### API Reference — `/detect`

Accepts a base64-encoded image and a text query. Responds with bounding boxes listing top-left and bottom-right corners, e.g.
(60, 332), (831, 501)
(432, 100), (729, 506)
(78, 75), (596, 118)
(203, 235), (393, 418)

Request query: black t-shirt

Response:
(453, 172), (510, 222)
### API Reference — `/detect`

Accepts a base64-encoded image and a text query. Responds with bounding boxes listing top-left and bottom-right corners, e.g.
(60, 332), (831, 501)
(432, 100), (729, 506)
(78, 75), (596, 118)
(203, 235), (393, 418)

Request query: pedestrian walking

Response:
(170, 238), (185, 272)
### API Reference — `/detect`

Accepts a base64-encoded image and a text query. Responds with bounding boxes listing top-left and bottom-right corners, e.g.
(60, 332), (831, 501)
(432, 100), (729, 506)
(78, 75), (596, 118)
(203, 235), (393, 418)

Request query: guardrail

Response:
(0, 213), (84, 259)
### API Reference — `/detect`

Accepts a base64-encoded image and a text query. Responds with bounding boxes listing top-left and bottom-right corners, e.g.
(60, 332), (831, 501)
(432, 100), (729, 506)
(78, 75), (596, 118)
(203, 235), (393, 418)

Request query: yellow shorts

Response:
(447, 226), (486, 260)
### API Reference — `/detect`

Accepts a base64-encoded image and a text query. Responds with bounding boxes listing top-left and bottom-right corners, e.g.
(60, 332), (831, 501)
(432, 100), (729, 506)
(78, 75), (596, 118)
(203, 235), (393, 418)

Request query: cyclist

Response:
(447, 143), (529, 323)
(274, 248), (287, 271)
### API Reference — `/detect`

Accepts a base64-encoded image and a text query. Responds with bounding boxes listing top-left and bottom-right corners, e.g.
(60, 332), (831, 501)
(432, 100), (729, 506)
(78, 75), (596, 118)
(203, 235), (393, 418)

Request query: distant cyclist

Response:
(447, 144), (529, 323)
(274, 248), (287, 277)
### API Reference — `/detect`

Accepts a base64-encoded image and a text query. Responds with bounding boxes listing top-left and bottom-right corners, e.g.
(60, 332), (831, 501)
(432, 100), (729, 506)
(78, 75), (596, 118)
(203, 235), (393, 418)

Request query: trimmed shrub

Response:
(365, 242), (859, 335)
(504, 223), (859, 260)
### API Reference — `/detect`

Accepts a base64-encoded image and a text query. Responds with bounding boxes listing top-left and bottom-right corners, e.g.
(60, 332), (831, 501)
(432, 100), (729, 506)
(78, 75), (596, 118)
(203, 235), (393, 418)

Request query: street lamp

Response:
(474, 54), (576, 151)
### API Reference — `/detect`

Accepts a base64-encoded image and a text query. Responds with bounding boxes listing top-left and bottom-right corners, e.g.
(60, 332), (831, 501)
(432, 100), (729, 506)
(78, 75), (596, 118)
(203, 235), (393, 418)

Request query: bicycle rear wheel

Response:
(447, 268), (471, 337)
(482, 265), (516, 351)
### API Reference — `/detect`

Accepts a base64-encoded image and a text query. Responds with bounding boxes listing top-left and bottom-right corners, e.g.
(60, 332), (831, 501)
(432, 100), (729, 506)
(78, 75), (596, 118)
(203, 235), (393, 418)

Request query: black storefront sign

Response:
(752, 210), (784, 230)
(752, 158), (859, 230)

----------------

■ Job
Convert the lines above into a JSON list of strings, one string per line. Start with the first line of the rows, end with the line containing "(447, 226), (486, 260)", include both of those lines, and leave out any blank lines.

■ Written solution
[
  "### API Reference — `/detect`",
  "Accepts a base64-encoded image and a text query. Responds with bounding boxes listing top-left and bottom-right corners, e.g.",
  "(60, 332), (831, 501)",
  "(432, 100), (729, 506)",
  "(78, 75), (596, 118)",
  "(203, 235), (393, 418)",
  "Request query: black t-shirt",
  "Response:",
  "(453, 172), (510, 222)",
  "### API Reference — `/detect`",
  "Accepts a base64-encoded image and a text query. Responds with bounding boxes listing top-left and bottom-right corners, e.g.",
  "(60, 332), (831, 501)",
  "(432, 100), (729, 506)",
  "(78, 75), (596, 118)",
  "(203, 235), (393, 418)",
  "Request query: pedestrian walking",
  "Response:",
  "(170, 238), (185, 272)",
  "### API Reference — `/detect`",
  "Accepts a base64-encoded image and a text query. Responds with bounding boxes listing top-left and bottom-right corners, e.g.",
  "(60, 332), (831, 501)",
  "(432, 100), (729, 506)",
  "(78, 75), (596, 118)",
  "(203, 235), (393, 418)",
  "Request query: guardrail",
  "Response:",
  "(0, 213), (84, 259)",
  "### API Reference — `/detect`",
  "Accepts a base64-encoded image and a text query. Responds with bounding boxes listing top-left and bottom-right corners, e.g.",
  "(60, 332), (831, 501)",
  "(432, 100), (729, 506)",
  "(78, 75), (596, 118)",
  "(203, 235), (393, 418)",
  "Request query: yellow shorts",
  "Response:",
  "(447, 226), (486, 260)"
]